Entries from a pointing dataset
· · ·
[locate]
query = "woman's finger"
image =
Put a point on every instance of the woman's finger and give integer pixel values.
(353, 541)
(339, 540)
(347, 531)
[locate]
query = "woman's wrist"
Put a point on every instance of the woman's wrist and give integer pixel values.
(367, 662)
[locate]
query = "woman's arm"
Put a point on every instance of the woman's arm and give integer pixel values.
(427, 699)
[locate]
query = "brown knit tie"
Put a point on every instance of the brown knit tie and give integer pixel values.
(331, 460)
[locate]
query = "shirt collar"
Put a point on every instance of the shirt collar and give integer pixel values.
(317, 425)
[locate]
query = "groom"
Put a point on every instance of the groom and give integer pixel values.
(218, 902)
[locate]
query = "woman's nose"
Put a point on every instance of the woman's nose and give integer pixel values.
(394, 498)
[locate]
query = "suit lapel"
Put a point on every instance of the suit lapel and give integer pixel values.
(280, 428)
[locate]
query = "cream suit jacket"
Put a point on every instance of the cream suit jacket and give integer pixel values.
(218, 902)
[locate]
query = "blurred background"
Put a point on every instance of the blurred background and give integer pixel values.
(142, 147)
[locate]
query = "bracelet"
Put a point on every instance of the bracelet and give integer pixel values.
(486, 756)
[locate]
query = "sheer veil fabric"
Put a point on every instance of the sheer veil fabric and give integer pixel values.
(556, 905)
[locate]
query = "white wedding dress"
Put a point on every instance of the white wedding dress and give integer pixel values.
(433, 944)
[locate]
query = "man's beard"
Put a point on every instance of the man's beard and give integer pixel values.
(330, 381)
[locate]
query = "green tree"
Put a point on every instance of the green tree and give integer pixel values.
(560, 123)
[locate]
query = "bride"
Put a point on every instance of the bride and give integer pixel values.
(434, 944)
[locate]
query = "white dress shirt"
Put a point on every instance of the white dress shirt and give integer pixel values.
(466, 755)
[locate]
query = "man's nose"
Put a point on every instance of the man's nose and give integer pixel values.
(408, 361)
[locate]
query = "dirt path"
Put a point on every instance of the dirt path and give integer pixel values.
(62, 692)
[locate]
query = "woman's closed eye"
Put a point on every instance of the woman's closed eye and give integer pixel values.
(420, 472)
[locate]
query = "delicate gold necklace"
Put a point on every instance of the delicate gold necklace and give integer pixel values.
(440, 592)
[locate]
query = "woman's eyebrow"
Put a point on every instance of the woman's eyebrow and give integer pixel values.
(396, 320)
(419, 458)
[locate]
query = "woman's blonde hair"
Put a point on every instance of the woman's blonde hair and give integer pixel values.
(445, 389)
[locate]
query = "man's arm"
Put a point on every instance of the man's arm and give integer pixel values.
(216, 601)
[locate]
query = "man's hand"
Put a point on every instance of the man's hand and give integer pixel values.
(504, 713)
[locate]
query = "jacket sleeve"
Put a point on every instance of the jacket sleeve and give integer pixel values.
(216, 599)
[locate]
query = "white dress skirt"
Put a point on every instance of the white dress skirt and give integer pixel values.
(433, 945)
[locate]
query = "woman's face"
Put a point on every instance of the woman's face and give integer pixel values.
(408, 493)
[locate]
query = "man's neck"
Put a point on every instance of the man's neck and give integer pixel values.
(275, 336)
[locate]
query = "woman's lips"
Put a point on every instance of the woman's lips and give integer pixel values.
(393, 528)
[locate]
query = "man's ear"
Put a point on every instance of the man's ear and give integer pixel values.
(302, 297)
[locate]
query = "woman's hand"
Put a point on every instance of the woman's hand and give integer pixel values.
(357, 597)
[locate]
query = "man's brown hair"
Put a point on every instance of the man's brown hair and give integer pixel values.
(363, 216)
· · ·
> **Given exercise**:
Repeat the data exactly. Leave nothing out.

> **Final answer**:
[locate]
query = "woman's finger"
image =
Put a point on every instance of the woman's finger and give integer pixel values.
(353, 541)
(339, 540)
(347, 531)
[locate]
query = "woman's wrist"
Put a point on every instance of the woman's wrist and give integer pixel values.
(367, 662)
[locate]
query = "woman's arm"
Put a point on every instance of the woman's arm and give integer pixel values.
(427, 699)
[locate]
query = "brown knit tie"
Put a point on every instance of the brown knit tie and give integer pixel values.
(331, 460)
[locate]
query = "shirt collar"
Put a point on every instance of the shirt collar and give integer pixel values.
(317, 425)
[locate]
query = "groom"
Put a point on every instance of the groom and give integer pixel values.
(218, 902)
[locate]
query = "woman's nose"
Put a point on every instance of the woman's nose and give integer pixel values.
(394, 498)
[locate]
query = "suit lapel"
Put a point on every instance of the suit lapel and give integer pixel values.
(280, 428)
[locate]
query = "cream suit jacket"
Put a point on every instance of the cream suit jacket and give integer pixel values.
(218, 902)
[locate]
query = "blurred background"
Put a point on every instance of the blurred background and give integer pixel values.
(142, 147)
[locate]
query = "bracelet"
Put a point on every instance of the bracelet and give integer pixel values.
(486, 756)
[locate]
query = "sheer veil fabric"
Put a point on every instance of the sheer veil fabric and give integer pixel values.
(556, 905)
[locate]
query = "white wedding dress"
Put a point on every instance of the white wedding dress and give integer pixel values.
(433, 944)
[locate]
query = "man's beard"
Put a point on every instance of the man's beard and give integer pixel values.
(330, 381)
[locate]
query = "green tree"
Put a point on every instance of the green tree and give integer pixel values.
(560, 123)
[locate]
query = "bride"
Put a point on every instance of the bride and give integer pixel values.
(434, 944)
[locate]
query = "white dress shirt"
Put a point on every instance of the white dress shirt and give integer pixel values.
(466, 755)
[locate]
query = "man's nose"
Put a point on every instance of the man's nose and give integer pixel values.
(408, 361)
[locate]
query = "dirt path"
Put a point on every instance of the dirt path and give integer pixel values.
(62, 692)
[locate]
query = "woman's closed eye"
Put a point on every instance of the woman's closed eye and give integer pixel values.
(420, 472)
[locate]
query = "delicate gold necklace"
Put a point on every instance of the delicate gold necklace and give integer pixel values.
(440, 592)
[locate]
query = "woman's eyebrow"
Put a point on every instance of the woman's eyebrow and give integer pixel values.
(396, 320)
(419, 458)
[locate]
query = "woman's blonde hair"
Put a point on every instance of the woman's blonde hair and give integer pixel values.
(445, 389)
[locate]
query = "man's arm"
Put a point on every instance of the man's arm and give integer pixel values.
(216, 601)
[locate]
query = "man's hand"
Put a point on every instance of the man's hand and give integer pixel values.
(504, 713)
[locate]
query = "jacket sleeve"
Put a point on every instance of the jacket sleeve and give integer pixel values.
(216, 599)
[locate]
query = "white dress skirt"
Put a point on every instance of the white dress skirt and give integer pixel values.
(433, 945)
[locate]
query = "woman's face"
Put a point on every instance of the woman's face and give integer pixel values.
(408, 493)
[locate]
query = "man's neck"
Put a point on every instance of the man's neck and give integer pixel values.
(275, 336)
[locate]
query = "woman's lips"
Put a point on every instance of the woman's lips and give integer pixel values.
(393, 528)
[locate]
query = "man's ear"
Put a point on every instance of the man's ear and give integer pixel values.
(302, 297)
[locate]
query = "woman's hand"
Put a point on every instance of the woman's hand and give integer pixel values.
(357, 597)
[locate]
query = "man's brown hair"
Put a point on every instance of the man's brown hair and give integer pixel values.
(363, 216)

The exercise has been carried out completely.